[START Page extract]
Wednesday, March 9, 2016

Lagrange Point 2: Newton's Redemption

This past November, I had the opportunity to tour Goddard Space Flight Center. Although we saw many cool operations (including a gigantic cryogenic chamber!), the most interesting was the under construction James Webb Space Telescope. I had intended to write about the visit at the time, but I spent much of my fall semester trying not to hyperventilate instead. However, we just covered some relevant material in my theoretical astrophysics course, so let's take a look now.

A full-scale model. Credit: NASA
JWST gets called the successor to Hubble, but calling it the sequel would probably be more appropriate. It promises to explore material untouched by the first one, it's going to have even more spectacular visuals, and it's way over budget and behind schedule. The two features that most distinguish it from Hubble are its size (bigger) and its wavelengths of interest (longer).

Longer means infrared. Being an infrared telescope, JWST will see through dust, directly image planets, and peer further back in time at objects redshifted out of the visible range. But infrared telescopes come with some complications. On Earth, we don't do a lot of infrared astronomy, partly because the atmosphere absorbs too much of it, but also because stuff too cold to emit visible light (basically everything on Earth) is usually spilling out lots of infrared instead. We can't do IR astronomy on Earth for the same reason we can't do visible astronomy during the day: it's too bright.

That's why JWST will be in space. But even in space, the Earth and sun loom large. Keep the telescope too near the Earth, and the Earth warms it up, generating noise in the cameras. JWST must be kept cold, much colder than the objects it wants to look at. The only way to accomplish that is to put it far away from the Earth and hold up a shield to block the Earth and sun. The trick is that you want to be able to block both bodies at the same time, which wouldn't work if you just flung the satellite into any old orbit. The farther you get from the sun, the longer your year (Kepler's third law says the cube of your semi-major axis is proportional to the square of your year), so the sun and Earth will change relative positions in the sky.
[END Page extract]
[START Supplied entries]
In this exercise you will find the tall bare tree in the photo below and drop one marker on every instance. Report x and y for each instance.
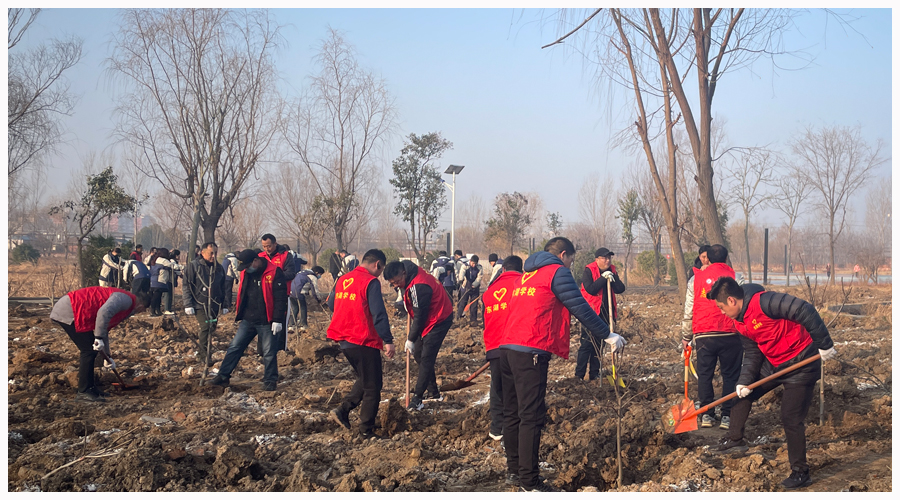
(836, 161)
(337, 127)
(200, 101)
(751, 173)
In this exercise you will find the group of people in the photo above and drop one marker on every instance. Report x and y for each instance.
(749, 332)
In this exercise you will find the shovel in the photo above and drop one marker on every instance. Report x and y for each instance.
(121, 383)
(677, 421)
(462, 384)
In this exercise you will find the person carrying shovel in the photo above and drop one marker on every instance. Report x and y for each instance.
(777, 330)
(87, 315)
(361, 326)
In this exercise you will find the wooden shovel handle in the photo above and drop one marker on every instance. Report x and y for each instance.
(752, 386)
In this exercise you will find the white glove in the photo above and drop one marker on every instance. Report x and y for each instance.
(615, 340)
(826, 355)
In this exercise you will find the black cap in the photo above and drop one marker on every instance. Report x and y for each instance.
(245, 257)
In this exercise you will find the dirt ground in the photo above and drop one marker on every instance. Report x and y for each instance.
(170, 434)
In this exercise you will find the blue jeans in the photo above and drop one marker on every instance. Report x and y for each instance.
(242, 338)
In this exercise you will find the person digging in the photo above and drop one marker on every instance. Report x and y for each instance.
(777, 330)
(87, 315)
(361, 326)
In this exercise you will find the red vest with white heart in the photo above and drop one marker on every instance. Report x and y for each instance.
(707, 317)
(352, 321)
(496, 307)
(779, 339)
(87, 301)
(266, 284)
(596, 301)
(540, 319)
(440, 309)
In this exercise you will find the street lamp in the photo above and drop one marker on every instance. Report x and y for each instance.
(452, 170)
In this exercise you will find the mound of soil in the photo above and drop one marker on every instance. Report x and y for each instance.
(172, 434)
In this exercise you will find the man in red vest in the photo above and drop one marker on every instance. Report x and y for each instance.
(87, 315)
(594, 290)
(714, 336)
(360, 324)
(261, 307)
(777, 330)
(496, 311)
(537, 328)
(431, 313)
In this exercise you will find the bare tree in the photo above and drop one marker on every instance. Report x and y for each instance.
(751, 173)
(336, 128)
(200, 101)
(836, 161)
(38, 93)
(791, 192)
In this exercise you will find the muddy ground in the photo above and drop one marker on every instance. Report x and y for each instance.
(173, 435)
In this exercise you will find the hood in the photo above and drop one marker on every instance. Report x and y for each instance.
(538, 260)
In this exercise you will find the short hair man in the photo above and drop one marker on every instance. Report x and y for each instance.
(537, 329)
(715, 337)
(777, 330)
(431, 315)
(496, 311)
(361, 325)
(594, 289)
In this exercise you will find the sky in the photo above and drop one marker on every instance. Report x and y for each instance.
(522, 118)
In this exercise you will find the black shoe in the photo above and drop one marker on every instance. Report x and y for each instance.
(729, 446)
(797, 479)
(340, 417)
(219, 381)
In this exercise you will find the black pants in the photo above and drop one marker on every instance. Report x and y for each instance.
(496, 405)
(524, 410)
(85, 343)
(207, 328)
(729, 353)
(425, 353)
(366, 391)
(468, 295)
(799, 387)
[END Supplied entries]
**Exercise set**
(A) Copy out the rows word for word, beginning with the line that contains "In this exercise you will find the muddy" and ending with the last line of the rows.
(B) Continue the post about the James Webb Space Telescope, starting right after its last sentence.

**Answers below**
(A)
In this exercise you will find the muddy ground in the photo above and drop one marker on every instance. Report x and y for each instance.
(173, 435)
In this exercise you will find the hood in the photo above and drop one marker on every instance. Report x and y for each instance.
(538, 260)
In this exercise you will find the short hair man in the photo above and drop one marker on every instance. Report x and y for each instance.
(537, 329)
(715, 337)
(777, 330)
(431, 315)
(496, 311)
(361, 325)
(594, 289)
In this exercise you will find the sky in the photo above and drop one marker on every instance. Report x and y for each instance.
(522, 118)
In this exercise you will find the black shoe in the photo above and drop one marker on every instance. Report x and y for each instance.
(729, 446)
(797, 479)
(340, 417)
(219, 381)
In this exercise you will find the black pants in the photo above and drop one marker on every instance. Report x and y for each instance.
(496, 405)
(524, 410)
(85, 343)
(207, 328)
(729, 353)
(425, 353)
(366, 391)
(468, 295)
(799, 387)

(B)
You need to find an orbit that's far away, stable, and lets you block two objects at once--tricky. Arranging three objects in space is known as the three-body problem in celestial mechanics , and it has a long history. When Newton first formulated his laws of motion and gravity, he was able to solve the one- and two-body problems. That is, he could tell you how a tiny, insignificant planet would orbit a gigantic star (the one-body problem) or how two comparable objects would orbit each other (the two-body problem), but he was not able to count any higher than 2. Newton reasoned that miniscule interactions from nearby planets would build up over time and slowly destabilize orbits, and he assumed the only solution was divine intervention.

Astronomers, physicists, and mathematicians spent a long time looking for more precise answers. It turns out there is no generic solution to the three-body problem, no simple orbit that works for any configuration of three or more masses. Using perturbation theory, you can account for the infinitesimal, cumulative influences of many bodies over time, but in the long run (millions of years), orbits become chaotic. Chaotic doesn't necessarily mean that a planet will be flung from the solar system, but that we eventually can't say with any precision where in an orbit a planet will be at any given time.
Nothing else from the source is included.